Extracted material:

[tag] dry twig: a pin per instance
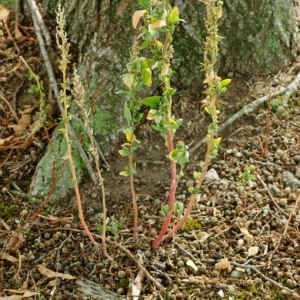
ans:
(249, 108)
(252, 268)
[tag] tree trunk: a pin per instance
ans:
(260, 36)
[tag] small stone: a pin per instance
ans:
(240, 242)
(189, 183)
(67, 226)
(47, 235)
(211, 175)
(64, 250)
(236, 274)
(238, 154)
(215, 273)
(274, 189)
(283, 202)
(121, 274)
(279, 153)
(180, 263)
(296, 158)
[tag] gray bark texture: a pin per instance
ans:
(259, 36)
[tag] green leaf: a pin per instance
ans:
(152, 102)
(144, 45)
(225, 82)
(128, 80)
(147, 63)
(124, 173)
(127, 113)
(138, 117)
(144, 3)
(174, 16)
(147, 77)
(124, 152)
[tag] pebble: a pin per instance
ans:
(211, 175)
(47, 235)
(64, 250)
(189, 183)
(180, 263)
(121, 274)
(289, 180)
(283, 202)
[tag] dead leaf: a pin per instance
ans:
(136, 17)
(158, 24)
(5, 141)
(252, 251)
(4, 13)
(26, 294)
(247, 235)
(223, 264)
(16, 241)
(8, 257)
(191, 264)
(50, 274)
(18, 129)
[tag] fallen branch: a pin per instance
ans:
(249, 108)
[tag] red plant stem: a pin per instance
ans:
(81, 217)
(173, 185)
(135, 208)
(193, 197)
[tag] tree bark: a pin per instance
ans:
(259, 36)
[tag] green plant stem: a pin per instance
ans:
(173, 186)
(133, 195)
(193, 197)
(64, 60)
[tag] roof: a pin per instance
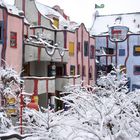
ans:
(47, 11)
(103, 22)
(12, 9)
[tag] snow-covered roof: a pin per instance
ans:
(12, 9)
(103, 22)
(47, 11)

* * *

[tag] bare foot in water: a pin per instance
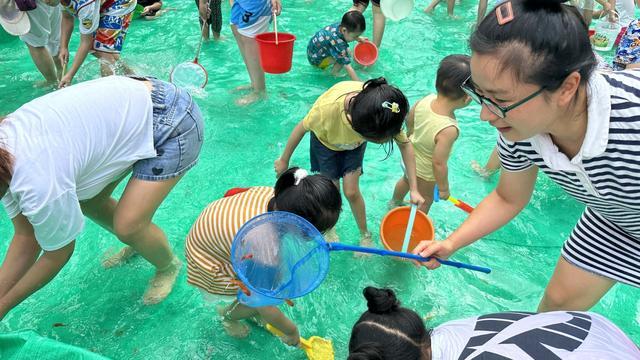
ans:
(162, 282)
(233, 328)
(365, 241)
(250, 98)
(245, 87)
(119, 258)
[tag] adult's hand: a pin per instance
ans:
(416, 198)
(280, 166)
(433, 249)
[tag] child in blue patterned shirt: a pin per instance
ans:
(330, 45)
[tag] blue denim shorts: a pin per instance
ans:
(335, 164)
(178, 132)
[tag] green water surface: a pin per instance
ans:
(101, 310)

Exercise task: Report each line of the listing above that contains the word "tree", copying every such line in full.

Finished answer:
[tag] tree trunk: a pin per instance
[tag] tree bark: a pin per instance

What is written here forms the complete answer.